Re: [SQL] Why no numOutputRows metric for LocalTableScanExec in webUI?

2017-11-17 Thread Jacek Laskowski
Hi Ryan,

That does make a lot of sense! Thanks for steering me in a right direction.

Quoting SQLMetric [1]:

> Updates on the driver side must be explicitly posted using
SQLMetrics.postDriverMetricUpdates().

Why is LocalTableScanExec not following the "must"
requirement? FileSourceScanExec does (and so does BroadcastExchangeExec,
but that's not a data source so may have different reasons).

[1]
https://github.com/apache/spark/blob/master/sql/core/src/main/scala/org/apache/spark/sql/execution/metric/SQLMetrics.scala#L31-L32

Pozdrawiam,
Jacek Laskowski

https://about.me/JacekLaskowski
Spark Structured Streaming https://bit.ly/spark-structured-streaming
Mastering Apache Spark 2 https://bit.ly/mastering-apache-spark
Follow me at https://twitter.com/jaceklaskowski

On Fri, Nov 17, 2017 at 2:30 AM, Shixiong(Ryan) Zhu  wrote:

> SQL metrics are collected using SparkListener. If there are no
> tasks, org.apache.spark.sql.execution.ui.SQLListener cannot collect any
> metrics.

(Data lines):

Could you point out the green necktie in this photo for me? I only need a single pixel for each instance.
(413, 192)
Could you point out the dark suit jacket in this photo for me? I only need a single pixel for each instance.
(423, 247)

(Set problem 1):
Answer the following from the numOutputRows thread:
(a) According to the quoted SQLMetric documentation, how must updates on the driver side be posted?
(b) Which scan operator does the writer say follows that requirement?
(c) In the quoted reply, how are SQL metrics said to be collected?
(Set problem 2):
Carry on the numOutputRows thread from its final line.

(Task output 1):
(a) They must be posted explicitly using SQLMetrics.postDriverMetricUpdates().
(b) FileSourceScanExec.
(c) They are collected using SparkListener.

(Task output 2):
>
> On Thu, Nov 16, 2017 at 1:53 AM, Jacek Laskowski  wrote:
>
>> Hi,
>>
>> I seem to have figured out why the metric is not in the web UI for the
>> query, but wish I knew how to explain it for any metric and operator.
>>
>> It seems that numOutputRows metric won't be displayed in web UI when a
>> query uses no Spark jobs.
>>
>> val names = Seq("Jacek", "Agata").toDF("name")
>>
>> // no numOutputRows metric in web UI
>> names.show
>>
>> // The query gives numOutputRows metric in web UI's Details for Query
>> (SQL tab)
>> scala> names.groupBy(length($"name")).count.show
>>
>> That must be somewhat generic and I think has nothing to do with
>> LocalTableScanExec. Could anyone explain it in more detail? I'd appreciate.
>>
>> Pozdrawiam,
>> Jacek Laskowski
>> 
>> https://about.me/JacekLaskowski
>> Spark Structured Streaming https://bit.ly/spark-structured-streaming
>> Mastering Apache Spark 2 https://bit.ly/mastering-apache-spark
>> Follow me at https://twitter.com/jaceklaskowski
>>
>> On Wed, Nov 15, 2017 at 10:14 PM, Jacek Laskowski 
>> wrote:
>>
>>> Hi,
>>>
>>> I've been playing with LocalTableScanExec and noticed that it
>>> defines numOutputRows metric, but I couldn't find it in the diagram in web
>>> UI's Details for Query in SQL tab. Why?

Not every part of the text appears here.